Requirements: Rewrite the rows from the one containing "Objective — one point per instance of the truck window" through the final row, requests included. Scale every coordinate in the answer points by 1.95, rounding to whole numbers with halves rounded up.

Material for the task:
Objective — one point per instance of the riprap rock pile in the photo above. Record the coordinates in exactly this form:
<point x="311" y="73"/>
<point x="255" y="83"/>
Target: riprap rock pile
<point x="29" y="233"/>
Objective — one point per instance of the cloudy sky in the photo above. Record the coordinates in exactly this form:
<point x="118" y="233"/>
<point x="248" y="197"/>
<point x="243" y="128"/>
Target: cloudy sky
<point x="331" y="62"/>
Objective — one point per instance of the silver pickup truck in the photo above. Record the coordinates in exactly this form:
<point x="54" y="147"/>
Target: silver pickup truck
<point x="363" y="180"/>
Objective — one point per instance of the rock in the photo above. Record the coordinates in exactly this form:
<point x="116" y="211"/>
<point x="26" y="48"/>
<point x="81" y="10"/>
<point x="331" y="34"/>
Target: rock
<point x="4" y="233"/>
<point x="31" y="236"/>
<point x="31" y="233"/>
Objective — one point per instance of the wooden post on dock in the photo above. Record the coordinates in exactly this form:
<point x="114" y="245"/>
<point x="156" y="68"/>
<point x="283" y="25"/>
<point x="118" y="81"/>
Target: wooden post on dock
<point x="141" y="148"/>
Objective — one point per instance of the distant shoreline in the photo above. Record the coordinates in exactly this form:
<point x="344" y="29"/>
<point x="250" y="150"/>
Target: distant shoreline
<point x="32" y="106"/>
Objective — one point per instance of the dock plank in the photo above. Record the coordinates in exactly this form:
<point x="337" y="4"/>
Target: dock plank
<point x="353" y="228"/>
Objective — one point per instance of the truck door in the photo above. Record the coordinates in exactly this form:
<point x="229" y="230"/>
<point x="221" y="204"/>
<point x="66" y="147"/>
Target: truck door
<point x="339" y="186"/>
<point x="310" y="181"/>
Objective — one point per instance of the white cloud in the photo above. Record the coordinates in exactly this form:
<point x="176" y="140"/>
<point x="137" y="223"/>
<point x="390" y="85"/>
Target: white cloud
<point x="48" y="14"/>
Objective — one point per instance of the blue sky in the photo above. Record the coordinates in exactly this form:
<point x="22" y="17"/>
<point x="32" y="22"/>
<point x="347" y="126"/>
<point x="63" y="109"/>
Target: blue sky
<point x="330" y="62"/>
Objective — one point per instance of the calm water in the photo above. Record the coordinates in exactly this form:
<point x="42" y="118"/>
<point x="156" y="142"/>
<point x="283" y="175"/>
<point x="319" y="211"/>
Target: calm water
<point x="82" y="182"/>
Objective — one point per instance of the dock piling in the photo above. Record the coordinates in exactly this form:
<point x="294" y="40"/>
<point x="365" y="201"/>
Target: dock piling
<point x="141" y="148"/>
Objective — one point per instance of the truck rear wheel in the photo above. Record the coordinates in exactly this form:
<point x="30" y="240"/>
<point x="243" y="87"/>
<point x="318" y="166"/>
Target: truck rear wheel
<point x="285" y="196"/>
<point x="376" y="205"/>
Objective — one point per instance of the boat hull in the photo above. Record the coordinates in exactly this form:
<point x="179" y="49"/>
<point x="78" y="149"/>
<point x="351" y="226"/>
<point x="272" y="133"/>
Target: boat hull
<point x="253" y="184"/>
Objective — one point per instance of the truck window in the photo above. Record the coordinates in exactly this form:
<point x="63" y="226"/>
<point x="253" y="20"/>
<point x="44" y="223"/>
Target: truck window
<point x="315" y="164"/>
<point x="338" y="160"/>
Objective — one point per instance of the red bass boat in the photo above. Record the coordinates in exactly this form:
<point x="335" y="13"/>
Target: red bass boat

Written reply:
Objective — one point per instance of the truck window in the photo above. Record the coordinates in exactly this form:
<point x="63" y="226"/>
<point x="253" y="20"/>
<point x="44" y="223"/>
Target: truck window
<point x="614" y="320"/>
<point x="659" y="312"/>
Objective — one point per instance of the red bass boat in the photo above. Record the coordinates in exactly this form:
<point x="335" y="13"/>
Target: red bass boat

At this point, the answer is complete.